→ **ASSIGNMENT**:
Below are records. Return each one exactly as written.

→ **SOURCE INFORMATION**:
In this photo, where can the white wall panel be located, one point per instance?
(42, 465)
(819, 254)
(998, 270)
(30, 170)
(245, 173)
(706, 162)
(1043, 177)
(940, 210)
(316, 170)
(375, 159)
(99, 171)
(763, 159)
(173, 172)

→ **ANSWER TO THE EXERCISE**:
In this photo, where can the white wall panel be located, one point per instance?
(42, 465)
(819, 254)
(998, 270)
(30, 170)
(245, 173)
(706, 162)
(1043, 177)
(940, 210)
(316, 170)
(375, 159)
(99, 171)
(763, 159)
(173, 172)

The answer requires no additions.